--- START Records supplied ---

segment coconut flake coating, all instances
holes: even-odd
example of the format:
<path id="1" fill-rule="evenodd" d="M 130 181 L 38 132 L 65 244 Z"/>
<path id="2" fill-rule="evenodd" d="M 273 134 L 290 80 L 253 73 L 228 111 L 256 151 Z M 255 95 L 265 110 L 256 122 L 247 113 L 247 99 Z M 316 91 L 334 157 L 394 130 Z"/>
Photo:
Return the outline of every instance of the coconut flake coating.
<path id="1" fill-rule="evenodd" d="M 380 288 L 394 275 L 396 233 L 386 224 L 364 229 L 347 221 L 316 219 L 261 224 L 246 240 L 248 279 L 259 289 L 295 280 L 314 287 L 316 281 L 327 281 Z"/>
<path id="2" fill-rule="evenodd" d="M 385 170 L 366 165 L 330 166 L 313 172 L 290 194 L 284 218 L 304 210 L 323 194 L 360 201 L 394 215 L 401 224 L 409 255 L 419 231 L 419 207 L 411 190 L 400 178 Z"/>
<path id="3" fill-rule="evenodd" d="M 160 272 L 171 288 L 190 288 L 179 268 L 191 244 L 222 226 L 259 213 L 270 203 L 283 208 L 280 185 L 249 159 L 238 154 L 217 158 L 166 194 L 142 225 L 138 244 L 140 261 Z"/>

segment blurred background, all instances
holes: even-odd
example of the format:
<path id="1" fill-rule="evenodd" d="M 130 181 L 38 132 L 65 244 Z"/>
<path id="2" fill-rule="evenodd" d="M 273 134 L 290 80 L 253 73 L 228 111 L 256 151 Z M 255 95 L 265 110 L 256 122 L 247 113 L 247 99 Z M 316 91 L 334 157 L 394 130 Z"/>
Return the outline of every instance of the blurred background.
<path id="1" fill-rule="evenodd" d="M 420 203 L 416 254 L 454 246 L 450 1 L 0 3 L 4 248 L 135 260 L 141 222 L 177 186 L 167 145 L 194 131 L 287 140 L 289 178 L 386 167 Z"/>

--- END Records supplied ---

§ **Exercise**
Write out all of the rows above again, substituting "contour" for every "outline" and leaving everything else unchanged.

§ **Solution below**
segment coconut flake coating, all instances
holes: even-odd
example of the format:
<path id="1" fill-rule="evenodd" d="M 130 181 L 38 132 L 65 244 Z"/>
<path id="2" fill-rule="evenodd" d="M 273 134 L 290 80 L 253 73 L 228 111 L 256 151 Z M 255 95 L 265 110 L 256 122 L 247 113 L 247 99 Z M 316 91 L 334 157 L 394 130 Z"/>
Photo:
Return the contour of every instance of the coconut flake coating.
<path id="1" fill-rule="evenodd" d="M 380 288 L 394 275 L 396 233 L 386 224 L 364 229 L 347 221 L 316 219 L 261 224 L 246 240 L 248 279 L 259 289 L 295 280 L 314 287 L 316 281 L 327 281 Z"/>
<path id="2" fill-rule="evenodd" d="M 385 170 L 366 165 L 330 166 L 313 172 L 290 194 L 284 218 L 304 210 L 323 194 L 360 201 L 394 215 L 401 224 L 409 255 L 419 231 L 419 207 L 411 190 L 400 178 Z"/>
<path id="3" fill-rule="evenodd" d="M 160 272 L 171 288 L 190 288 L 179 268 L 191 244 L 222 226 L 259 213 L 270 203 L 283 208 L 280 185 L 249 159 L 238 154 L 217 158 L 166 194 L 142 225 L 138 244 L 140 261 Z"/>

segment blurred background, all instances
holes: even-odd
example of the format:
<path id="1" fill-rule="evenodd" d="M 130 181 L 38 132 L 65 244 Z"/>
<path id="2" fill-rule="evenodd" d="M 273 134 L 290 80 L 253 73 L 228 111 L 256 151 Z M 255 95 L 265 110 L 256 122 L 247 113 L 247 99 Z M 316 91 L 334 157 L 394 130 Z"/>
Return the contour of every instance of the blurred background.
<path id="1" fill-rule="evenodd" d="M 420 203 L 416 254 L 454 246 L 450 1 L 0 3 L 4 248 L 135 260 L 141 222 L 177 186 L 167 145 L 194 131 L 287 140 L 289 178 L 386 167 Z"/>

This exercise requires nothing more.